| Task directions |
Restate the records exactly. Include all of them.

━━━━━ Source material ━━━━━

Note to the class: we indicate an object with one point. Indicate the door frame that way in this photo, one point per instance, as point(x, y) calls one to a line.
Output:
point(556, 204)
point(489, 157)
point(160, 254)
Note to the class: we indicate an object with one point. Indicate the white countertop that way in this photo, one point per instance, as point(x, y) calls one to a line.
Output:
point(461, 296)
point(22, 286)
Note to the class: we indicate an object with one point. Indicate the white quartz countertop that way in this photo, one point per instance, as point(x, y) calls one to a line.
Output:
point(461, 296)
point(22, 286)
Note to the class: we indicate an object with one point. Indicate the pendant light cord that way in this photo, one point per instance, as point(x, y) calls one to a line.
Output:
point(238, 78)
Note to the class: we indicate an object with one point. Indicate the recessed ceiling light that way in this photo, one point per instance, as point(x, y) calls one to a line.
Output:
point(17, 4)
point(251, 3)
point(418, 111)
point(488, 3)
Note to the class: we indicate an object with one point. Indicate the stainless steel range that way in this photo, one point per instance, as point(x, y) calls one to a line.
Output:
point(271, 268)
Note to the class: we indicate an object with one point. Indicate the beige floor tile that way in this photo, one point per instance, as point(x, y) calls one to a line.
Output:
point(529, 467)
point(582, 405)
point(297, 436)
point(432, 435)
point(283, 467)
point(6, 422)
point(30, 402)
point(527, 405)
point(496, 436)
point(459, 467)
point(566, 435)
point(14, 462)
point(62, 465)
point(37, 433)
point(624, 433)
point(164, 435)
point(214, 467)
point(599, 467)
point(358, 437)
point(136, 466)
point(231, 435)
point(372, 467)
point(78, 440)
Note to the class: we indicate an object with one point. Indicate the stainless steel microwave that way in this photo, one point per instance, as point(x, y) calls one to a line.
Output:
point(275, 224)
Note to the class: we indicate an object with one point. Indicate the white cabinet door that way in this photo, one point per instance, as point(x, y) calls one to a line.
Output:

━━━━━

| Answer for the task |
Note to the class: we indicate an object with one point. Indicate the door frame that way in this photo, one point per instance, as point(x, y) calls one to a line.
Output:
point(556, 204)
point(489, 157)
point(160, 254)
Note to the class: we indicate an object with one point. Indicate the white countertop that way in this photo, one point per instance, as point(x, y) calls one to a line.
Output:
point(461, 296)
point(22, 286)
Note to the class: we indicate an object with one point. Indicate the white quartz countertop that way in this photo, one point per instance, as point(x, y) calls one to a line.
Output:
point(461, 296)
point(22, 286)
Note to the class: we indicate an object with one point. Indicate the pendant light cord that way in this photo, one point per instance, as point(x, y) calls one to a line.
Output:
point(238, 78)
Note to the class: we indicate an object with one point. Indicate the recessed ceiling light that way in this photo, one point per instance, as point(x, y) calls one to a line.
Output:
point(17, 4)
point(251, 3)
point(418, 111)
point(488, 3)
Note to the class: we indicate an object with one point. Indicate the stainless steel range that way in this photo, one point per instance, as point(x, y) calls one to a line.
Output:
point(271, 268)
Note to the class: we indicate an object with one point. Indicate the beige floor tile that way in this photo, one point per instance, as point(x, y) calls one to a line.
Output:
point(529, 467)
point(582, 405)
point(297, 436)
point(432, 435)
point(283, 467)
point(6, 422)
point(30, 402)
point(527, 405)
point(496, 436)
point(459, 467)
point(566, 435)
point(14, 462)
point(62, 465)
point(37, 433)
point(624, 433)
point(164, 435)
point(214, 467)
point(599, 467)
point(358, 437)
point(136, 466)
point(231, 435)
point(372, 467)
point(78, 440)
Note to the class: we indicate an object with one point. Indicate the stainless steel microwave that way in this photo, one point per instance, as point(x, y) calls one to a line.
Output:
point(275, 224)
Note to the class: we indicate an object with one point. Indicate the white cabinet door that way in this photo, one point per instance, as point(x, y) calls one to a line.
Output:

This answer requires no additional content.